§ **Dataset entries**:

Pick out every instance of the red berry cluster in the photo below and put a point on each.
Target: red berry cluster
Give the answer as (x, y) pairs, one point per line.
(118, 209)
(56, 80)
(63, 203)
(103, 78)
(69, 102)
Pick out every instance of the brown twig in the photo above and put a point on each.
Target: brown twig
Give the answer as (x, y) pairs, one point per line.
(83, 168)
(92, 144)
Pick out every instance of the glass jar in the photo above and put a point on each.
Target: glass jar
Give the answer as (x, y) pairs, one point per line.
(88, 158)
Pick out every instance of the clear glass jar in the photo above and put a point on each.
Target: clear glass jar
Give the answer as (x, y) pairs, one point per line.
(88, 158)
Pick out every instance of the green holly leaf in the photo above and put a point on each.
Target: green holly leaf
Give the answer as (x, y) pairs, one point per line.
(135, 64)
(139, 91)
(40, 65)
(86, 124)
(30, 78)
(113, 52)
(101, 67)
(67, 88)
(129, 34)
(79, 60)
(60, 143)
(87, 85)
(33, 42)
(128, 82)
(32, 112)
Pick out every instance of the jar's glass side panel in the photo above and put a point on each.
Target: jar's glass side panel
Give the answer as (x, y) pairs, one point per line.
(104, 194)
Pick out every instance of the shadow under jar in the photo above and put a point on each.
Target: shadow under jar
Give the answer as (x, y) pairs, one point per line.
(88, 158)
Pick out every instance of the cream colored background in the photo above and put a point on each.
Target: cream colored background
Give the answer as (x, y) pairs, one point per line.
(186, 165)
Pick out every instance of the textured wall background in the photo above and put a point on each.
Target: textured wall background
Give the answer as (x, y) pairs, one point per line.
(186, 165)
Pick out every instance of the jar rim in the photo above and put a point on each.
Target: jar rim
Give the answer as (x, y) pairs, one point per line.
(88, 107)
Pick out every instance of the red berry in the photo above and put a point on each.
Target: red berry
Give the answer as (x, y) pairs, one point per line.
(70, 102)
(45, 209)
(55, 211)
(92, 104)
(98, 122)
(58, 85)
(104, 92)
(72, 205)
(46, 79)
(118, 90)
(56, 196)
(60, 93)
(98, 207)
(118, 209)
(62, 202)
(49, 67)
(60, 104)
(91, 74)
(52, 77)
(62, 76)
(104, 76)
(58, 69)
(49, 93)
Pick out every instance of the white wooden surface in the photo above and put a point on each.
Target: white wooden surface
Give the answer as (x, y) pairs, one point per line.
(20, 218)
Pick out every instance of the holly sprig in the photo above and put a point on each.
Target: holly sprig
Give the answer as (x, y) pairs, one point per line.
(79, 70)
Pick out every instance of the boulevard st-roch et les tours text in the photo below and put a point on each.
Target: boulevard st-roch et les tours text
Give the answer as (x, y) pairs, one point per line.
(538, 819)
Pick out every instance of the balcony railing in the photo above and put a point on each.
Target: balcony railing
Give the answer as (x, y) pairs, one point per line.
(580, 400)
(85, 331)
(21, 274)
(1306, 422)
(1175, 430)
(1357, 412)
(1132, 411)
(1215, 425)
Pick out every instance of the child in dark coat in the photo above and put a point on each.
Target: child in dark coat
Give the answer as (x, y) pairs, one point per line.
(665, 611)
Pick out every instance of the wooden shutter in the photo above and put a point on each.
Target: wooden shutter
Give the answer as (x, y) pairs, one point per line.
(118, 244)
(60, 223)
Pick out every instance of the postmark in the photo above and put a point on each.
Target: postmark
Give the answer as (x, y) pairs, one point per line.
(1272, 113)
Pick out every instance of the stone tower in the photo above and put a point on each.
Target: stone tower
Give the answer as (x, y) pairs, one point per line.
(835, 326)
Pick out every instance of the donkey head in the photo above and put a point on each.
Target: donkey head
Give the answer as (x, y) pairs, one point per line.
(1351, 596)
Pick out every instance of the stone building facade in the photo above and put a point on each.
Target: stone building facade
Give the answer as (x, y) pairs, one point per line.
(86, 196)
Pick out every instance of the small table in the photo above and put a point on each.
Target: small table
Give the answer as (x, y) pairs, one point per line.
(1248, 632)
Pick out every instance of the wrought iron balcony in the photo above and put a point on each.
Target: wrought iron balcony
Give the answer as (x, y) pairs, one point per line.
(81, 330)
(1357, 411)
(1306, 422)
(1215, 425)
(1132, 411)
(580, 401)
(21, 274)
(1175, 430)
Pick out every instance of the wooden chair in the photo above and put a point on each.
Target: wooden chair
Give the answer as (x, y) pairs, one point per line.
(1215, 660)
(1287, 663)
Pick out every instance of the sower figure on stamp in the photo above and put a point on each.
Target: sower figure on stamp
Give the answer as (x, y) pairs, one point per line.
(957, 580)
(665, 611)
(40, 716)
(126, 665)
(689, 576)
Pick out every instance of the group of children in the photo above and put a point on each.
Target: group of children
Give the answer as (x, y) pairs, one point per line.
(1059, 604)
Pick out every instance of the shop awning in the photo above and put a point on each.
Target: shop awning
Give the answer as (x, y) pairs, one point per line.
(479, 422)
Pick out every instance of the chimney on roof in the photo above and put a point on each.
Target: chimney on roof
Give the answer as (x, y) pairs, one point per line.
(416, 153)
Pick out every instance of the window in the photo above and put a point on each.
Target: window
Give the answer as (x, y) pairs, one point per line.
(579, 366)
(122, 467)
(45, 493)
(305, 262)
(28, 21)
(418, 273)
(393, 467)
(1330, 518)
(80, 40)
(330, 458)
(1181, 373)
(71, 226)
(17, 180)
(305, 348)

§ **What to do**: Write every entry out again exactly.

§ **Answer to the problem**:
Pick out every instance of the red berry cluster in the photo below and put a point on each.
Target: red berry cluster
Give the answer as (x, y) pairs, one point per line.
(118, 209)
(56, 80)
(63, 203)
(103, 78)
(69, 102)
Pick out every instance of the brown twig in the photo above and put a point on each.
Target: brown twig
Give the answer as (x, y) pairs, one point per line.
(83, 168)
(92, 144)
Pick out every instance of the glass jar in the photo above and put a point on each.
Target: glass jar
Give the answer as (x, y) pairs, one point per line.
(88, 158)
Pick out every instance of the clear glass jar in the photo above and put a point on each.
Target: clear glass jar
Give the answer as (x, y) pairs, one point per line.
(88, 158)
Pick out every instance of the green holly leaf in the photo above and put a point on each.
Target: green holly leaf
Give the answer as (x, y) pairs, one point per line.
(135, 64)
(139, 91)
(40, 65)
(86, 124)
(30, 78)
(113, 52)
(101, 67)
(67, 88)
(129, 34)
(79, 60)
(60, 143)
(87, 85)
(33, 42)
(128, 82)
(32, 112)
Pick out every instance of the jar's glass side panel in the photo above and put a point on each.
Target: jar's glass side panel
Give the answer as (x, y) pairs, one point per line.
(104, 194)
Pick out every instance of the shadow under jar in the photo above and put a point on each.
Target: shadow under jar
Give the answer as (x, y) pairs, one point per line.
(88, 158)
Pick out every instance of the cream colored background in the photo above and put a point on each.
Target: cream colored background
Give the answer as (x, y) pairs, one point per line.
(186, 165)
Pick out every instance of the textured wall background in the photo above and put a point on each.
Target: textured wall background
Give the answer as (x, y) pairs, one point per line.
(186, 165)
Pick out every instance of the jar rim in the photo above and put a point on each.
Target: jar rim
Give the answer as (x, y) pairs, one point per line.
(88, 107)
Pick out every instance of the red berry in the photo above and put a point on each.
Target: red berry
Give the answer as (x, y) pairs, one point per line.
(70, 102)
(45, 209)
(55, 211)
(92, 104)
(98, 122)
(58, 85)
(104, 92)
(72, 205)
(46, 79)
(118, 90)
(56, 196)
(60, 93)
(98, 207)
(118, 209)
(62, 202)
(49, 67)
(60, 104)
(91, 74)
(52, 77)
(62, 76)
(104, 76)
(58, 69)
(49, 93)
Pick out every instance of the white wooden surface in the photo above and put a point on each.
Target: white wooden surface
Give the answer as (x, y) pairs, one point per line.
(20, 218)
Pick out every instance of the holly sprig in the photo above and put a point on each.
Target: holly sprig
Give the answer as (x, y) pairs, one point per line.
(79, 70)
Pick out every instance of the boulevard st-roch et les tours text in the photo below and put a point on each.
Target: boulevard st-roch et les tours text
Give the answer as (x, y) pairs, one point per line.
(538, 819)
Pick out every instance of the balcony railing in the photo above and put a point on each.
Target: balcony railing
Give the answer as (x, y) pairs, one point per line.
(580, 400)
(85, 331)
(21, 274)
(1306, 422)
(1175, 430)
(1357, 412)
(1132, 411)
(1215, 425)
Pick out every instance of the child in dark coat in the photo above and put a point on each.
Target: child in dark coat
Give the answer as (x, y) pairs, one point per line.
(665, 611)
Pick out every instance of the wooden shutter in the photo above and put a point on each.
Target: wooden shutter
Give the answer as (x, y) pairs, one point per line.
(118, 244)
(60, 223)
Pick out every instance of the postmark in the photo above and put a point on each.
Target: postmark
Give the answer as (x, y) pairs, one point per line.
(1272, 113)
Pick out every instance of the stone tower in the photo above and put a point on each.
Target: stone tower
Give the answer as (x, y) pairs, one point per line.
(835, 326)
Pick out every instance of the donkey head in the photo above and put a point on each.
Target: donkey head
Give the answer as (x, y) pairs, one point per line.
(1351, 596)
Pick out every instance of the stone building facade in the photo above and put a point on each.
Target: stone building facade
Give the answer as (x, y) pairs, one point per line.
(86, 196)
Pick out every instance of the small table in the photo above and put a point on each.
Target: small table
Give the answer as (x, y) pairs, one point per line.
(1248, 632)
Pick out every instance of the wrought iron balcony in the photo above and put a point on each.
Target: wrought iron balcony
Give the answer as (x, y) pairs, one point per line.
(81, 330)
(1357, 411)
(1306, 422)
(1215, 425)
(1132, 411)
(580, 401)
(21, 274)
(1175, 430)
Pick out every instance of the wooden chair in the photo above and put a point on each.
Target: wooden chair
Give the answer as (x, y) pairs, one point per line.
(1215, 660)
(1287, 663)
Pick out every instance of the sower figure on stamp in the photo above and put a point on each.
Target: sower figure on stamp
Give the answer as (x, y) pairs, one point per line.
(957, 580)
(665, 611)
(40, 716)
(126, 665)
(689, 576)
Pick out every instance of the group of children in the photo above and put a point on each.
Target: group of children
Give the answer as (x, y) pairs, one point per line.
(1059, 604)
Pick out every instance of the shop awning in the photo above and put a point on each.
Target: shop awning
Give the answer as (x, y) pairs, one point per line.
(479, 422)
Pick out every instance of the chimney on roof in the photo above and put a point on each.
Target: chimney on roof
Give the answer as (x, y) pairs, one point per line.
(416, 153)
Pick out every instance of the window in the photo above and put a point on each.
Target: window
Give the answer as (x, y) pairs, one point per line.
(579, 366)
(122, 467)
(45, 493)
(305, 262)
(28, 21)
(418, 273)
(393, 467)
(1330, 518)
(80, 40)
(330, 458)
(1181, 373)
(71, 226)
(17, 180)
(305, 348)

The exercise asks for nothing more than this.